| Source passage |
>> BEGIN

** Changed in: nova
Status: Fix Committed => Fix Released
--
You received this bug notification because you are a member of Yahoo!
Engineering Team, which is subscribed to OpenStack Compute (nova).
https://bugs.launchpad.net/bugs/1214943
Title:
Live migration should use the same memory over subscription logic as
instance boot
Status in OpenStack Compute (nova):
Fix Released
Bug description:
I encounter an issue when live migrate an instance specified the
target host, i think the operation will be successes , but it is
failed for below reason:
MigrationPreCheckError: Migration pre-check error: Unable to migrate
a34f9b88-1e07-4798-af46-ca3b3dbaceda to hchenos2: Lack of
memory(host:336 <= instance:512)
1 . My OpenStack cluster information :
1). There are two compute nodes in my cluster, and i created 4
instance(1vcpu/512Mmemory) on these hosts
-----------
mysql> select
hypervisor_hostname,vcpus,vcpus_used,running_vms,memory_mb,memory_mb_used,free_ram_mb,deleted
from compute_nodes where deleted=0;
+----------------------------------+-------+------------+-------------+-----------+----------------+-------------+---------+
| hypervisor_hostname | vcpus | vcpus_used | running_vms |
memory_mb | memory_mb_used | free_ram_mb | deleted |
+----------------------------------+-------+------------+-------------+-----------+----------------+-------------+---------+
| hchenos1.eng.platformlab.ibm.com | 2 | 2 | 2 |
1872 | 1536 | 336 | 0 |
| hchenos2.eng.platformlab.ibm.com | 2 | 2 | 2 |
1872 | 1536 | 336 | 0 |
+----------------------------------+-------+------------+-------------+-----------+----------------+-------------+---------+
2 rows in set (0.00 sec)

>> END

| Records shown |
>> BEGIN

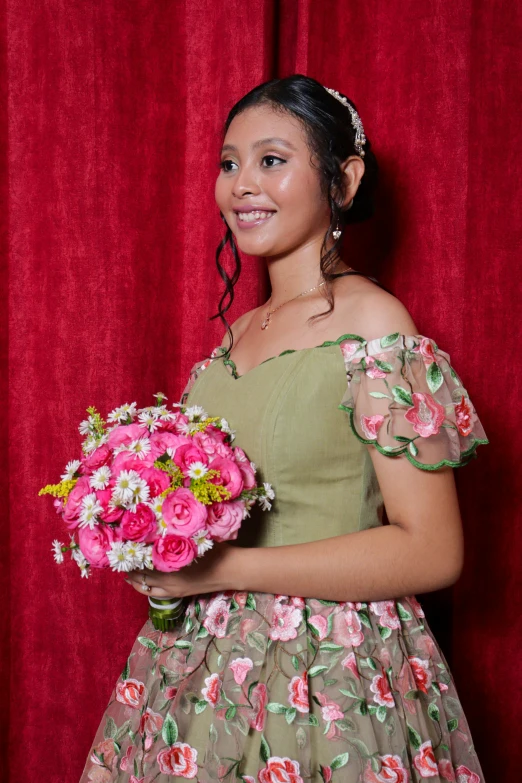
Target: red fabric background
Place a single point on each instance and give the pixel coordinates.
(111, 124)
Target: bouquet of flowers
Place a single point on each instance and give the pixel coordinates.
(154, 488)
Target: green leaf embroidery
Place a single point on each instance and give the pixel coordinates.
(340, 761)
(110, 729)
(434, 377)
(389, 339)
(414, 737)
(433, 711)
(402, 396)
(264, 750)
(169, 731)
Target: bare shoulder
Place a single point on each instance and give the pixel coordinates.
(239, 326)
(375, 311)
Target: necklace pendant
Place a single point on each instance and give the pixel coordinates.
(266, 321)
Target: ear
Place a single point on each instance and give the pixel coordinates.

>> END

| Directives |
**a.** From the bug report placed above the data, copy the stretch from "https://bugs.launchpad.net/bugs/1214943" through "memory(host:336 <= instance:512)".
**b.** According to the bug report above the data, how many compute nodes are in the reporter's cluster?
**c.** Continue the live migration bug report from the point where it stops, ahead of the data.

| Answers per task |
**a.**
https://bugs.launchpad.net/bugs/1214943
Title:
Live migration should use the same memory over subscription logic as
instance boot
Status in OpenStack Compute (nova):
Fix Released
Bug description:
I encounter an issue when live migrate an instance specified the
target host, i think the operation will be successes , but it is
failed for below reason:
MigrationPreCheckError: Migration pre-check error: Unable to migrate
a34f9b88-1e07-4798-af46-ca3b3dbaceda to hchenos2: Lack of
memory(host:336 <= instance:512)

**b.** Two compute nodes.

**c.**
mysql>
------------------------
[root@hchenos ~]# nova list
+--------------------------------------+------+--------+----------+
| ID | Name | Status | Networks |
+--------------------------------------+------+--------+----------+
| a34f9b88-1e07-4798-af46-ca3b3dbaceda | vm1 | ACTIVE | | >>>
on host 'hchenos1'
| f6aaeff9-2220-4693-8e5a-710f4c52b774 | vm2 | ACTIVE | |
>>>> on host 'hchenos2'
| bbee57a2-81cd-4933-a943-1c2272f7f550 | vm4 | ACTIVE | | >>>>
on host 'hchenos1'
| 74fe26ec-919c-4fa7-890f-f59abe09ef4f | vm5 | ACTIVE | |
>>>> on host 'hchenos2'
+--------------------------------------+------+--------+----------+
[root@hchenos ~]#
2). I also enable the ComputeFilter,RamFilter and CoreFilter in
nova.conf, but don't config over commit ratio for both vcpu and
memory, so the default ratio will be used.
2. In the above conditions, live migrate instance vm1 to hchenos2
failed:
[root@hchenos ~]# nova live-migration vm1 hchenos2
ERROR: Live migration of instance a34f9b88-1e07-4798-af46-ca3b3dbaceda to
host hchenos2 failed (HTTP 400) (Request-ID:
req-68244b99-e438-4000-8bdb-cc43b275c018)
conductor log:
...
ckages/nova/conductor/tasks/live_migrate.py", line 87, in
_check_requested_destination\n
self._check_destination_has_enough_memory()\n\n File
"/usr/lib/python2.6/site-packages/nova/conductor/tasks/live_migrate.py", line
108, in _check_destination_has_enough_memory\n
mem_inst=mem_inst))\n\nMigrationPreCheckError: Migration pre-check error:
Unable to migrate a34f9b88-1e07-4798-af46-ca3b3dbaceda to hchenos2: Lack of
memory(host:336 <= instance:512)\n\n']
I think the reason for above as below:
the free_ram_mb for 'hchenos2 ' is 336M, the request memory is 512M,
so the operation is failed.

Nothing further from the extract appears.